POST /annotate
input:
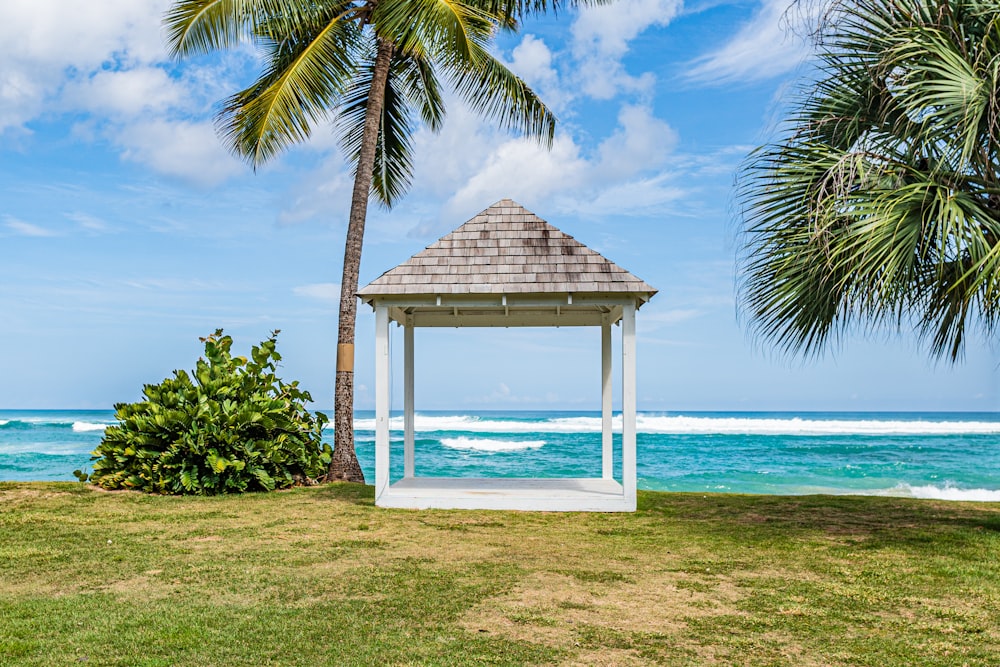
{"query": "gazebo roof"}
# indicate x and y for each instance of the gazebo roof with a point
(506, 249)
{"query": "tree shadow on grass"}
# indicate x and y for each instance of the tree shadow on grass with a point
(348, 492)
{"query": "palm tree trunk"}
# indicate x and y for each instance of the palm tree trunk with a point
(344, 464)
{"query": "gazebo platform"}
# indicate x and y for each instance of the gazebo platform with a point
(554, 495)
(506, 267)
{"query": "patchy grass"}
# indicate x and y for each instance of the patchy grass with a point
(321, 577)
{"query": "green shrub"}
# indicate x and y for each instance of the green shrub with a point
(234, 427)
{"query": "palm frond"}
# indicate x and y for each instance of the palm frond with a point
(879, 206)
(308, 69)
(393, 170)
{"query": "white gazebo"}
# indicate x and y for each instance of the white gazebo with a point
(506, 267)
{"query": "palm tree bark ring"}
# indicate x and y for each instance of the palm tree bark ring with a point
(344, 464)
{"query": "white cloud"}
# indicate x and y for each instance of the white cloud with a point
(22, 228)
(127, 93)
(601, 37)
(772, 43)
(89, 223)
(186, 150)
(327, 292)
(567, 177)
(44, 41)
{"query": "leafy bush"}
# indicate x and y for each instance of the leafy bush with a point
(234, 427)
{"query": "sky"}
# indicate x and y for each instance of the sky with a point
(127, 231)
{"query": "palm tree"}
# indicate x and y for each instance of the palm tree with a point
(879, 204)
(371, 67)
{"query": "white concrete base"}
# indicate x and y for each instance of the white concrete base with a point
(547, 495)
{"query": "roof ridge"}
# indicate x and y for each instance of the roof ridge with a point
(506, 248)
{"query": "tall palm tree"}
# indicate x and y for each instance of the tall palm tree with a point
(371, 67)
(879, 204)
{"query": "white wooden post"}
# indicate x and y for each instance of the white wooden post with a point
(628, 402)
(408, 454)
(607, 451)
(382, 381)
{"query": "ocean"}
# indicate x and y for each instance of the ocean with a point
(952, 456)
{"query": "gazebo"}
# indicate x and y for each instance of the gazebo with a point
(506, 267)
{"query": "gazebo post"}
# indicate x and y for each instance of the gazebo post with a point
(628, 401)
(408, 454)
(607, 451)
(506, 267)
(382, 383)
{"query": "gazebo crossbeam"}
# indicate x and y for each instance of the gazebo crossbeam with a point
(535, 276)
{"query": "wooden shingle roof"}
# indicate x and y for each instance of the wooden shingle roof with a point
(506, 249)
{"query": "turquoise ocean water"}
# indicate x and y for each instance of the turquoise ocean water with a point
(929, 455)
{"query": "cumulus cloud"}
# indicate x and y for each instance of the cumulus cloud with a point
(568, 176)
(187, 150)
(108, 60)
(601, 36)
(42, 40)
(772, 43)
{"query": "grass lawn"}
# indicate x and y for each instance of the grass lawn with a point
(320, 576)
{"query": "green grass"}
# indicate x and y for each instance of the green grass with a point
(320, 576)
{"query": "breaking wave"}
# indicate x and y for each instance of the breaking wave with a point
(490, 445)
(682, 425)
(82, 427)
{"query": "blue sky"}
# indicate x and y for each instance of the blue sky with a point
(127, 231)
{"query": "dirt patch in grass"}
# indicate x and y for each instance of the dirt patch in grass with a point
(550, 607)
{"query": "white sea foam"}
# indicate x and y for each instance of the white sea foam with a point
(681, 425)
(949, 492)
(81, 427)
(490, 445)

_ _ _ _ _

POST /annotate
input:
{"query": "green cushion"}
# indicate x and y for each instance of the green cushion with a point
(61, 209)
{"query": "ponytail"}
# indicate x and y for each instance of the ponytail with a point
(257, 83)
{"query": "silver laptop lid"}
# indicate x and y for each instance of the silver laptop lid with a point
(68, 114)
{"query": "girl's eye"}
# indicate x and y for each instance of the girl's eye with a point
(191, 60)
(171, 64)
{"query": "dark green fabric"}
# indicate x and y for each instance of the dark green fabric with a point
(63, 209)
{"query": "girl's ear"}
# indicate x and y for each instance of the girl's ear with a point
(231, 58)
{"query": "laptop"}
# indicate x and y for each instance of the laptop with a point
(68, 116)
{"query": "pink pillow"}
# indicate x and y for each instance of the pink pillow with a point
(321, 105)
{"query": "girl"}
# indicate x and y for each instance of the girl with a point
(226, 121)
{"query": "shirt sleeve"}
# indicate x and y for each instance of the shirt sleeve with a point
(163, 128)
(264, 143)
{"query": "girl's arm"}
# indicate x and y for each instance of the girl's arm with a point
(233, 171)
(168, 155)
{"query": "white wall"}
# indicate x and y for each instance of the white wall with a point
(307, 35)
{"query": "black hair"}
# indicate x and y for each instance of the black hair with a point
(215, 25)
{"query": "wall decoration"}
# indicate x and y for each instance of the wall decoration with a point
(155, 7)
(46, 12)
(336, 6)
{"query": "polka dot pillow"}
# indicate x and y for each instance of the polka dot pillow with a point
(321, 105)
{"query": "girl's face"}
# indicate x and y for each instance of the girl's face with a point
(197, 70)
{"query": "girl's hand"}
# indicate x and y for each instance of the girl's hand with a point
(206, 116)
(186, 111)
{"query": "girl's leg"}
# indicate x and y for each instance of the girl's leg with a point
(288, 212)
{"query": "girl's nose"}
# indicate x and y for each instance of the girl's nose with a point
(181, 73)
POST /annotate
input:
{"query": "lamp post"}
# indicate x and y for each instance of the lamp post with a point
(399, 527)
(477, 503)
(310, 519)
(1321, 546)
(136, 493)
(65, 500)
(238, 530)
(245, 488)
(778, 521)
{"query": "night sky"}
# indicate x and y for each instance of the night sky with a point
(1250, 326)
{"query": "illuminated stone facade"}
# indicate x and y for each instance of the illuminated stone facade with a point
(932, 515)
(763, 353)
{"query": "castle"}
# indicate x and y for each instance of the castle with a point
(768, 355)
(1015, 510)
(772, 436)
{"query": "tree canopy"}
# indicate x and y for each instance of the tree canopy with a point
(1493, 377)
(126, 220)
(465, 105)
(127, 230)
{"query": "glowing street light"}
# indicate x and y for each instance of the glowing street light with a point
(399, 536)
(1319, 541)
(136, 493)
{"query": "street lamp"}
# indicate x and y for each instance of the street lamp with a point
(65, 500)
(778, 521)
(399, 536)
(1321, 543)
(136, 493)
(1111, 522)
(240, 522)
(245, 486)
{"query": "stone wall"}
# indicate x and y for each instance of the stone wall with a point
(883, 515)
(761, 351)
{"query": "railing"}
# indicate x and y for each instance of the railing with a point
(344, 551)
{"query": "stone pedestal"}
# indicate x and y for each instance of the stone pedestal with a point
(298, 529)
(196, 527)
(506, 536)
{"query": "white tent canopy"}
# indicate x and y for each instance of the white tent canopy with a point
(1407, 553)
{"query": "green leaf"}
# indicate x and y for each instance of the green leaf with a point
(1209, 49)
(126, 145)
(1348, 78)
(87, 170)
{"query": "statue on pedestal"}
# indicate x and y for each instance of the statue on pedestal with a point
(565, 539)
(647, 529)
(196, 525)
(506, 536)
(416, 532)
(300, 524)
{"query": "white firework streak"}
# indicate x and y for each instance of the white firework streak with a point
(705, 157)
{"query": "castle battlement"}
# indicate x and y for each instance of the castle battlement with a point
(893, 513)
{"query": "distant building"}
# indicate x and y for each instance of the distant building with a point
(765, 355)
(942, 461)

_ _ _ _ _

# [Short exercise]
Find each line in the records that contains the word "base", and copy those lines out.

# [Result below]
{"query": "white concrete base"}
# indicate x and y for each instance of the white concrete base with a point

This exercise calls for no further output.